## Exercise tasks
a) In the battery cable discussion, which two cable sizes would a battery normally have, and which of them is larger?
b) Condense the paragraph of the battery cable discussion that begins "I would normally say this is most likely caused" into one or two sentences, keeping its main facts.
c) Resume the battery cable discussion after its final post, adding one more reply in the same informal forum voice.

What condition are the batteries in are they maintained good and have distilled water added to them or are they neglected and always running with the cells dry, how old are the batteries?
yes edward your probably right, cable sizing has always been confusing to me at times depending on what type of cable it is so my post may have been totally incorrect
sorry if it was misleading
My opinion is that the connectors are causing the problem. If you don't have the proper tool to crimp the contacts on then you should solder them on. Make sure they are clean and use a new plastic housing.
swoop, #4 cables would be small but when you get into the */0 (ought) the cable diameter increases the larger the first number, so 4 /0 would be rather large, like for a fast charger, normally a battery would have 1/0 or 2/0, with 2/0 being the larger of those 2 cable sizes.
I would normally say this is most likely caused by the cable charger half laying on the floor and getting run over, causing the lack of spring pressure because the plastic part that hold pressure is weakened (but not all the way broken)and when it gets hot during charging, it then weakens the same part in the truck half. spreading the problem further.

## Provided data
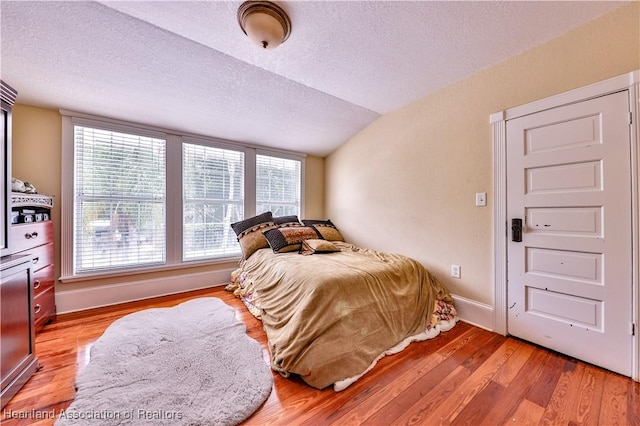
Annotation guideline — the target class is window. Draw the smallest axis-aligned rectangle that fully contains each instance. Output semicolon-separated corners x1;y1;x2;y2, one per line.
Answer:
73;125;166;273
256;155;301;217
60;112;304;281
182;143;244;260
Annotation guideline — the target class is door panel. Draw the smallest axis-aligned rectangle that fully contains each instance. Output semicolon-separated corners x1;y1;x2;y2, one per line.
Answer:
507;91;632;376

## Answers by item number
a) A battery would normally have 1/0 or 2/0 cable, with 2/0 being the larger.

b) The likely cause is the charger half of the cable lying on the floor and getting run over, which weakens but does not fully break the plastic part that holds spring pressure. When it heats up during charging, it weakens the same part in the truck half, spreading the problem.

c)
usually if the connectors between the truck and battery melting tells me it is either just bad connections due to loose spring tabs in the connectors, not holding the contacts in the connector together tight enough. Or the terminals are not crimped correctly.
the part about the cables on the battery tho makes me suspicious, 4/0 cables are a bit small
what voltage is the truck? i'll assume 36/48?
it could be the batteries were mis-spec'd and have the wrong size cable.
Also could be the truck is not setup correctly, high amp draw from incorrect motor settings maybe?
one thing is you can get a clamp on amp meter and monitor the trucks amp draw while operating it and see if it is running high. There is also another device you can use called a 'power prover' that hooks up between the battery and truck and monitors the power usage, most reputable dealers have one or your local battery service company should.